- **Task item**
What you produce should be every line from the data that includes "dipper".

- **Input data**
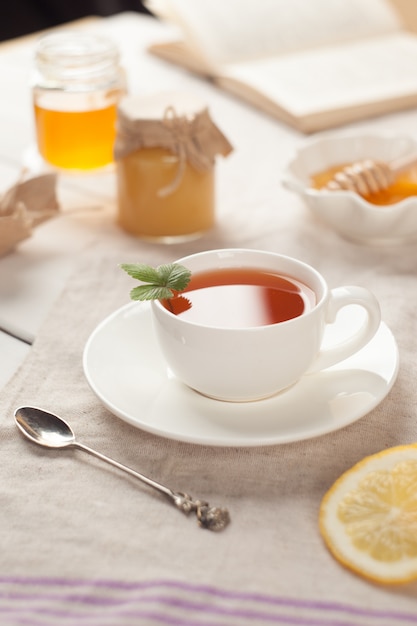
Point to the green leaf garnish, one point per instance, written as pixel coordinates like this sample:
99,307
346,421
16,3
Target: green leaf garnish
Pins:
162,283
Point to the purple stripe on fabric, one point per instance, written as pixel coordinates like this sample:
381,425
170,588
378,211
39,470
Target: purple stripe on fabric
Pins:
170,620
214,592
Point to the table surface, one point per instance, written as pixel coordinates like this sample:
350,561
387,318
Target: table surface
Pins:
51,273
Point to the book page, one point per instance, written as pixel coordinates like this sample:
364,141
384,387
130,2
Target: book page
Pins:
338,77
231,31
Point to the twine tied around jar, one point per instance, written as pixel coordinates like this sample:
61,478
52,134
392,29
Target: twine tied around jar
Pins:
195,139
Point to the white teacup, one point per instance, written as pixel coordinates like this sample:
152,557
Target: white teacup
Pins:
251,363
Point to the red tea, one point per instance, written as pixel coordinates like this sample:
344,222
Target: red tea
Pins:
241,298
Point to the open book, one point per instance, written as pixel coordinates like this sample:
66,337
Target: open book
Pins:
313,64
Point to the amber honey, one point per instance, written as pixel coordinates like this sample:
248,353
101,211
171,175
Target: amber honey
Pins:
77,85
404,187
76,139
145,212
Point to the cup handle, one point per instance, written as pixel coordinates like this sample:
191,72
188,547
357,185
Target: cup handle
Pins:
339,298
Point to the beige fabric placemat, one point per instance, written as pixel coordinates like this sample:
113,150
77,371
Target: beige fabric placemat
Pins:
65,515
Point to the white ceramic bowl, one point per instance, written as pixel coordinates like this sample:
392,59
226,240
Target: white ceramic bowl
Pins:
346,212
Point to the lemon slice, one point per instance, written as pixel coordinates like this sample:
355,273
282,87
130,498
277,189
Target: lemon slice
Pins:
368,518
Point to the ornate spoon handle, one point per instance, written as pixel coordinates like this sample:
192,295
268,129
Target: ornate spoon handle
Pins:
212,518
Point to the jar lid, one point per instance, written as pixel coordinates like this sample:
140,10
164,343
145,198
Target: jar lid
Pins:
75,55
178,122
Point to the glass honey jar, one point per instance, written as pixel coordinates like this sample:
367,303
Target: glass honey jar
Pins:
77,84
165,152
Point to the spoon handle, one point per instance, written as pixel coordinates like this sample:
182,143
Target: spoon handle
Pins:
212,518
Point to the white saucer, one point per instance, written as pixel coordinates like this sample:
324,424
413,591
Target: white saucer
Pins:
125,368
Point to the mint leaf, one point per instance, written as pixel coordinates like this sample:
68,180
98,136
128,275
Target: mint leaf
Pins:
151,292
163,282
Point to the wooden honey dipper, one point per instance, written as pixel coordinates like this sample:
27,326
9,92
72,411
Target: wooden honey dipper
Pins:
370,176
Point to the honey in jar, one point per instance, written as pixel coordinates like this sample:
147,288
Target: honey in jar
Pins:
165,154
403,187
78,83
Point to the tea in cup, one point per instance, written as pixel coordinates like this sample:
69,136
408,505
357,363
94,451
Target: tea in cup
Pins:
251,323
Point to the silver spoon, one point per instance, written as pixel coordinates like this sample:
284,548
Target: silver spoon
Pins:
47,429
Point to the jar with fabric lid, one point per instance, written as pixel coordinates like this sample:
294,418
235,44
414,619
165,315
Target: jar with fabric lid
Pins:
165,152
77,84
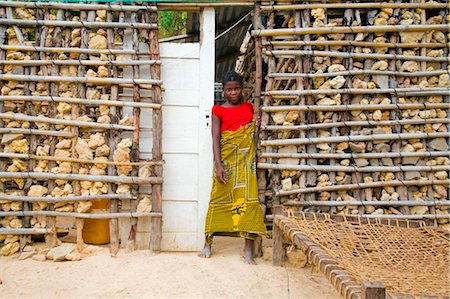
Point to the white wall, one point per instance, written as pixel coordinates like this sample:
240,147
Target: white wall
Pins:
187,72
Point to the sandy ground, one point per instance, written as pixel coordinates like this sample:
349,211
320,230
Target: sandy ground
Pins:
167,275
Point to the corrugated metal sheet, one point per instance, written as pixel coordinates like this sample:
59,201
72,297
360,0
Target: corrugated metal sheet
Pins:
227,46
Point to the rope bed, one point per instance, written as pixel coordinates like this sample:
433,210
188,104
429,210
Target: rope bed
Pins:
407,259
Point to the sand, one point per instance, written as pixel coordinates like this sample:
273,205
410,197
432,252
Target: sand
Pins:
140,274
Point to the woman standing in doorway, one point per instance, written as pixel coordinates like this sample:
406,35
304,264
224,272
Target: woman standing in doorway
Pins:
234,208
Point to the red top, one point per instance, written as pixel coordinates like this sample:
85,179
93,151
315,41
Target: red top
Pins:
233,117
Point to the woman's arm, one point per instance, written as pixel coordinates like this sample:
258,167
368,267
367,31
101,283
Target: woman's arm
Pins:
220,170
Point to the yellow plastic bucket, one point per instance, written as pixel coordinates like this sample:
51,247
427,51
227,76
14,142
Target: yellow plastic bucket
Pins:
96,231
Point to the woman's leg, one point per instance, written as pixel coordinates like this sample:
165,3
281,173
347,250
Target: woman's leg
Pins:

- **Solved problem**
Point to the wooden honey dipper, one point per instance, written as pixel coordinates like this sample:
Target: wooden honey dipper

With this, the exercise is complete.